● YOUR TASK: Your answer should be the records below, written out exactly.

:: WORKING DATA ::

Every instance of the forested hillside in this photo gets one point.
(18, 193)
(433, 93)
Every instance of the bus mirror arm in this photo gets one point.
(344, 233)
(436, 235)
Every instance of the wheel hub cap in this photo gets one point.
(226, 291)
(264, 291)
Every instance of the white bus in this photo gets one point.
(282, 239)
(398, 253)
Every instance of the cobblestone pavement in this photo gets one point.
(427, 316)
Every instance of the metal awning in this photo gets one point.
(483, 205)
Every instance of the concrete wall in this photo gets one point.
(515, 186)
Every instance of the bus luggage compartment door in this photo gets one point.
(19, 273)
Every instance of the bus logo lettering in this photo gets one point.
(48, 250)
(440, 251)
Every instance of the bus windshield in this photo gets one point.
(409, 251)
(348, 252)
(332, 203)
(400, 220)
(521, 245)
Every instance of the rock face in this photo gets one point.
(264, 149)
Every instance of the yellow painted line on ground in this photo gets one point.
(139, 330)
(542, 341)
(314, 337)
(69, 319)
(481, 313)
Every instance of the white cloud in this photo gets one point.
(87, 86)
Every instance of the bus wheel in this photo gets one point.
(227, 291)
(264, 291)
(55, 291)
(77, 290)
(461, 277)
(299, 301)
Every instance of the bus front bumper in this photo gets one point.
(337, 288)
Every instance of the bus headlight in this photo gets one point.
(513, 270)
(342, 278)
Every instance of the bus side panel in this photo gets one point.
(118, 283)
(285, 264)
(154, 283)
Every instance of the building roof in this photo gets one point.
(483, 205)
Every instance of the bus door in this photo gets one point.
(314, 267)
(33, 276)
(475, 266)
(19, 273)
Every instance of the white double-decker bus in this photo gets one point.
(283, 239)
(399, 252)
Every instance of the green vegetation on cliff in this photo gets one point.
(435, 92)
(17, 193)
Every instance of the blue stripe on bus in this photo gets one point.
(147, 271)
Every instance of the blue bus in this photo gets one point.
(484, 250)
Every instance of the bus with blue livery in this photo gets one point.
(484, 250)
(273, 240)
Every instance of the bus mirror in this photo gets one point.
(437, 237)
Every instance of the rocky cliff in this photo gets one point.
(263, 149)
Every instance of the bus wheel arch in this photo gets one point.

:::

● EXERCISE SOLUTION:
Every instance of the forested hillside in this photo gets one point.
(18, 193)
(433, 93)
Every instance of the bus mirror arm in this photo gets one point.
(344, 233)
(436, 235)
Every instance of the wheel hub cap in this photo gets one point.
(226, 291)
(264, 291)
Every instance of the white bus in this photo gets one point.
(282, 239)
(398, 253)
Every instance of the cobblestone pavement in this photo gets one point.
(427, 316)
Every instance of the metal awning in this photo gets one point.
(483, 205)
Every instance of the concrete wall in this photo gets one point.
(515, 186)
Every instance of the bus luggage compartment door in this photo gets one point.
(19, 273)
Every instance of the bus logo lettering in this photo gets one point.
(48, 250)
(440, 251)
Every instance of the bus windshield in this photo gets one point.
(409, 251)
(348, 252)
(332, 203)
(400, 220)
(521, 245)
Every instance of the rock face in this photo gets one point.
(264, 149)
Every instance of the yellow painted line on ground in this photo gets one point.
(139, 330)
(542, 341)
(314, 337)
(69, 319)
(481, 313)
Every instance of the white cloud in this photo gets one point.
(87, 86)
Every instance of the bus wheel in this photo gets one point.
(227, 291)
(264, 291)
(55, 291)
(77, 290)
(461, 277)
(299, 301)
Every instance of the bus front bumper in this photo gets one point.
(337, 288)
Every instance of the bus headlight in this photo gets one point.
(513, 270)
(342, 278)
Every instance of the bus side panel in this photo gets one point.
(118, 283)
(285, 264)
(154, 283)
Every instance of the building roof in this photo gets one point.
(483, 205)
Every instance of the bus door in this photo gets one point.
(314, 267)
(33, 276)
(475, 266)
(19, 273)
Every instance of the white double-decker bus in this photo gets one point.
(283, 239)
(399, 252)
Every instance of the green vegetation on cliff in this photo gets one point.
(435, 92)
(17, 193)
Every instance of the blue stripe on bus in this photo gets one point.
(147, 271)
Every instance of the blue bus in this photo gets one point.
(484, 250)
Every instance of the bus with blue livery in this photo gets one point.
(484, 250)
(273, 240)
Every instance of the bus mirror in this photo gets one point.
(437, 237)
Every instance of the rocky cliff in this photo gets one point.
(263, 149)
Every instance of the bus wheel arch in this photo gets one point.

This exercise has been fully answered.